#### [Task to complete]
Count the lines in the rows below that contain the string "black", treating uppercase and lowercase as distinct. Give only the number.

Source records
*****

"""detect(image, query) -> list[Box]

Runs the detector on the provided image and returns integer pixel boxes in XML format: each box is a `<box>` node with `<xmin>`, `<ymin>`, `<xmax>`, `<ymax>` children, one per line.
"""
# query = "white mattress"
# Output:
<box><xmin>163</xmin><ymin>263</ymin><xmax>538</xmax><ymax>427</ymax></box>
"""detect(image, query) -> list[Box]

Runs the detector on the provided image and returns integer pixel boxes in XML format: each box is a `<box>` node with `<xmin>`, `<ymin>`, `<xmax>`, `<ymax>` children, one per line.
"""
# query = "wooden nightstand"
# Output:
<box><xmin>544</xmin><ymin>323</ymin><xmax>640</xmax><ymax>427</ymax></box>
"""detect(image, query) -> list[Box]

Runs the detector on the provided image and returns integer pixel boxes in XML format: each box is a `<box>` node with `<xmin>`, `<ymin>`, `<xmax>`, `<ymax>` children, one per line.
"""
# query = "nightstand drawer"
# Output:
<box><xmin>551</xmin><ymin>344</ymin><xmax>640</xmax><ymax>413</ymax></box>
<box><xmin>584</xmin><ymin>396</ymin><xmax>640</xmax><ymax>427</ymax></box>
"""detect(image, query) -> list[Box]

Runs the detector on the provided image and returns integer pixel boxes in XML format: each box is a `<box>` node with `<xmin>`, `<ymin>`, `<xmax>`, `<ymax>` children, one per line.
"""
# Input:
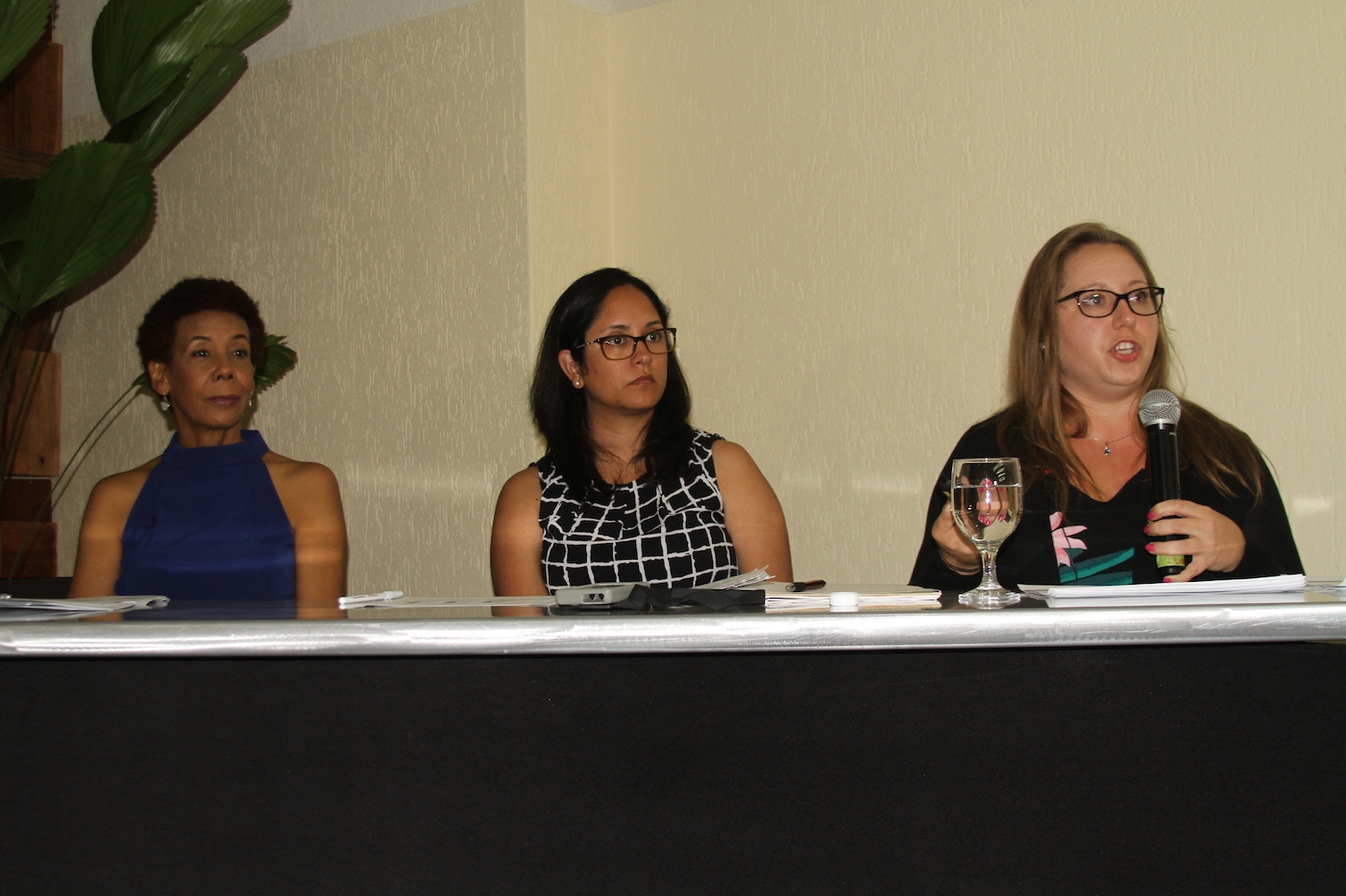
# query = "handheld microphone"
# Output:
<box><xmin>1140</xmin><ymin>389</ymin><xmax>1187</xmax><ymax>575</ymax></box>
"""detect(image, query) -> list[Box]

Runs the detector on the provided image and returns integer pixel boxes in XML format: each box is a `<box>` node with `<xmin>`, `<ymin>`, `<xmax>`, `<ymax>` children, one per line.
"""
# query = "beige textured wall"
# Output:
<box><xmin>611</xmin><ymin>0</ymin><xmax>1346</xmax><ymax>581</ymax></box>
<box><xmin>59</xmin><ymin>0</ymin><xmax>532</xmax><ymax>595</ymax></box>
<box><xmin>527</xmin><ymin>0</ymin><xmax>613</xmax><ymax>334</ymax></box>
<box><xmin>59</xmin><ymin>0</ymin><xmax>1346</xmax><ymax>593</ymax></box>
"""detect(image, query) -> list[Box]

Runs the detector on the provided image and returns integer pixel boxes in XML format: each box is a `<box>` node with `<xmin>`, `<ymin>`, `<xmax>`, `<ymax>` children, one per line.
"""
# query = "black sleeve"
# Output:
<box><xmin>908</xmin><ymin>416</ymin><xmax>1000</xmax><ymax>590</ymax></box>
<box><xmin>1233</xmin><ymin>458</ymin><xmax>1304</xmax><ymax>578</ymax></box>
<box><xmin>1182</xmin><ymin>448</ymin><xmax>1304</xmax><ymax>581</ymax></box>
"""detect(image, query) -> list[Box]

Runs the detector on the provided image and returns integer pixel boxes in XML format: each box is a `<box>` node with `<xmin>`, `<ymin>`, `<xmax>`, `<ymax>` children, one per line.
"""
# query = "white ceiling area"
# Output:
<box><xmin>56</xmin><ymin>0</ymin><xmax>678</xmax><ymax>119</ymax></box>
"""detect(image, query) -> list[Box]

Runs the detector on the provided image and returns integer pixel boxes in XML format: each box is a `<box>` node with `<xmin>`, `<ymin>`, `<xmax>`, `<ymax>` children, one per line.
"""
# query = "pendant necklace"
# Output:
<box><xmin>1089</xmin><ymin>432</ymin><xmax>1136</xmax><ymax>458</ymax></box>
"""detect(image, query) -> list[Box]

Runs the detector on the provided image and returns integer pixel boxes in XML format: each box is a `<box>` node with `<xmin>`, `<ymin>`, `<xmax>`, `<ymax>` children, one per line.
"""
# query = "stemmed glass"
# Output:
<box><xmin>949</xmin><ymin>458</ymin><xmax>1023</xmax><ymax>610</ymax></box>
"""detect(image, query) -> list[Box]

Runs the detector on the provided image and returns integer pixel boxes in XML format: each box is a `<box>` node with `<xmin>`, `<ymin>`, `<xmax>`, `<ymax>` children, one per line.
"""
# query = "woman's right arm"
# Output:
<box><xmin>68</xmin><ymin>470</ymin><xmax>148</xmax><ymax>598</ymax></box>
<box><xmin>491</xmin><ymin>467</ymin><xmax>547</xmax><ymax>598</ymax></box>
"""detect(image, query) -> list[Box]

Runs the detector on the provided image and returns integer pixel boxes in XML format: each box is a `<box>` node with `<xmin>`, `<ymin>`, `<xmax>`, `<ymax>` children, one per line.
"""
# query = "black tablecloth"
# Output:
<box><xmin>0</xmin><ymin>644</ymin><xmax>1346</xmax><ymax>896</ymax></box>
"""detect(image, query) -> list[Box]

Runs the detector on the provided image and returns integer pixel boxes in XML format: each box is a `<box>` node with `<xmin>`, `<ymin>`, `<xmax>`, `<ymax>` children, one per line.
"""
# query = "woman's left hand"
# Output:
<box><xmin>1146</xmin><ymin>500</ymin><xmax>1248</xmax><ymax>581</ymax></box>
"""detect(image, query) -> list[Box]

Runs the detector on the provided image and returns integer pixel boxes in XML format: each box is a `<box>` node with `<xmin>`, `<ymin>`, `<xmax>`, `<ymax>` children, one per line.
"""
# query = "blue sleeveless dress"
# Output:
<box><xmin>117</xmin><ymin>429</ymin><xmax>295</xmax><ymax>599</ymax></box>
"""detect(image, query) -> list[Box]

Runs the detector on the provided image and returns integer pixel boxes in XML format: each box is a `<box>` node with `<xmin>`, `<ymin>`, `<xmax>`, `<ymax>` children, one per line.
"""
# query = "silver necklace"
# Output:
<box><xmin>1089</xmin><ymin>432</ymin><xmax>1136</xmax><ymax>458</ymax></box>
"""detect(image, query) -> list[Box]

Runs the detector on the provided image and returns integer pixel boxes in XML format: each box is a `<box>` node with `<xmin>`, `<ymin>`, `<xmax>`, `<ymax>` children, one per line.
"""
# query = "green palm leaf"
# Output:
<box><xmin>139</xmin><ymin>47</ymin><xmax>248</xmax><ymax>163</ymax></box>
<box><xmin>0</xmin><ymin>0</ymin><xmax>51</xmax><ymax>81</ymax></box>
<box><xmin>95</xmin><ymin>0</ymin><xmax>289</xmax><ymax>124</ymax></box>
<box><xmin>9</xmin><ymin>143</ymin><xmax>155</xmax><ymax>313</ymax></box>
<box><xmin>253</xmin><ymin>333</ymin><xmax>298</xmax><ymax>392</ymax></box>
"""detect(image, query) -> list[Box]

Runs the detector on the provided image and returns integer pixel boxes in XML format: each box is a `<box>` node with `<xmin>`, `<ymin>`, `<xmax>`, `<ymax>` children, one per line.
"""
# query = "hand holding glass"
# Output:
<box><xmin>949</xmin><ymin>458</ymin><xmax>1023</xmax><ymax>610</ymax></box>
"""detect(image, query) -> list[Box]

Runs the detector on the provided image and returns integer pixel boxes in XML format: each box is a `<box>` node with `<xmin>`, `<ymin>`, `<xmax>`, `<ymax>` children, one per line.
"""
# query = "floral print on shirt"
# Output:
<box><xmin>1051</xmin><ymin>510</ymin><xmax>1136</xmax><ymax>586</ymax></box>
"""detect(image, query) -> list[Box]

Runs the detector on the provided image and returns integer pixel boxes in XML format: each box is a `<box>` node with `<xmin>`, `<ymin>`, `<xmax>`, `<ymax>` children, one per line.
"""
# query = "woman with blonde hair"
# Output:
<box><xmin>911</xmin><ymin>223</ymin><xmax>1303</xmax><ymax>589</ymax></box>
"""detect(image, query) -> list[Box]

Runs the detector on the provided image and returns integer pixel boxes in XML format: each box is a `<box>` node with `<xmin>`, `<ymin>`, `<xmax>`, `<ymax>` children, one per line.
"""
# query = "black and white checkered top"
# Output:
<box><xmin>537</xmin><ymin>431</ymin><xmax>739</xmax><ymax>592</ymax></box>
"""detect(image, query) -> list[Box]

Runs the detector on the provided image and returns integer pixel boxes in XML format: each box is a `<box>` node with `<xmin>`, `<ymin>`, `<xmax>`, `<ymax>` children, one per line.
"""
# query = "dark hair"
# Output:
<box><xmin>998</xmin><ymin>222</ymin><xmax>1262</xmax><ymax>510</ymax></box>
<box><xmin>532</xmin><ymin>268</ymin><xmax>693</xmax><ymax>494</ymax></box>
<box><xmin>136</xmin><ymin>277</ymin><xmax>266</xmax><ymax>374</ymax></box>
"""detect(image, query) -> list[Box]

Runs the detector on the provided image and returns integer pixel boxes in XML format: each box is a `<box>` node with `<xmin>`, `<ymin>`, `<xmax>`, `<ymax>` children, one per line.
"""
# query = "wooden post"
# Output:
<box><xmin>0</xmin><ymin>28</ymin><xmax>63</xmax><ymax>578</ymax></box>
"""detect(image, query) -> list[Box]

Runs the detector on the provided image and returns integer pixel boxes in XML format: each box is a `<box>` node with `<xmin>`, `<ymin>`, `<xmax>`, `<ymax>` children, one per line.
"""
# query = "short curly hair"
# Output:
<box><xmin>136</xmin><ymin>277</ymin><xmax>266</xmax><ymax>374</ymax></box>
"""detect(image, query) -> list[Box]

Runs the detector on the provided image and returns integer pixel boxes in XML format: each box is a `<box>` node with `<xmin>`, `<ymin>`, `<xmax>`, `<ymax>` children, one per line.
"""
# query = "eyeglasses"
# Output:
<box><xmin>572</xmin><ymin>327</ymin><xmax>677</xmax><ymax>360</ymax></box>
<box><xmin>1057</xmin><ymin>286</ymin><xmax>1164</xmax><ymax>318</ymax></box>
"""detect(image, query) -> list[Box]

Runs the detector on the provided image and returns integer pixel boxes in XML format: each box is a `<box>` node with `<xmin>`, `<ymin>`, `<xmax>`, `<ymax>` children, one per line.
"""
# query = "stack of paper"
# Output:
<box><xmin>1022</xmin><ymin>574</ymin><xmax>1308</xmax><ymax>607</ymax></box>
<box><xmin>0</xmin><ymin>595</ymin><xmax>169</xmax><ymax>623</ymax></box>
<box><xmin>766</xmin><ymin>583</ymin><xmax>939</xmax><ymax>613</ymax></box>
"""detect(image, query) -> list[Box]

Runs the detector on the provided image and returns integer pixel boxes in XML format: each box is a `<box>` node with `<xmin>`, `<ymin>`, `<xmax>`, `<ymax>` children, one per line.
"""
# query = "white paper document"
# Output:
<box><xmin>1021</xmin><ymin>574</ymin><xmax>1308</xmax><ymax>607</ymax></box>
<box><xmin>766</xmin><ymin>586</ymin><xmax>939</xmax><ymax>612</ymax></box>
<box><xmin>0</xmin><ymin>595</ymin><xmax>169</xmax><ymax>623</ymax></box>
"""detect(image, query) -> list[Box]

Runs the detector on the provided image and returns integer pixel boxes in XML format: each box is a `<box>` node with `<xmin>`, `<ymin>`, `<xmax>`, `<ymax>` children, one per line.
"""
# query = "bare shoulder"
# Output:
<box><xmin>500</xmin><ymin>467</ymin><xmax>542</xmax><ymax>504</ymax></box>
<box><xmin>89</xmin><ymin>458</ymin><xmax>159</xmax><ymax>514</ymax></box>
<box><xmin>711</xmin><ymin>438</ymin><xmax>760</xmax><ymax>477</ymax></box>
<box><xmin>261</xmin><ymin>450</ymin><xmax>337</xmax><ymax>492</ymax></box>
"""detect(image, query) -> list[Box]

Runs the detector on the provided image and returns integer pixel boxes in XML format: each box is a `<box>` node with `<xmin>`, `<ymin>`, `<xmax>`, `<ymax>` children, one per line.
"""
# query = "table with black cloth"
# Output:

*****

#### [The completed task]
4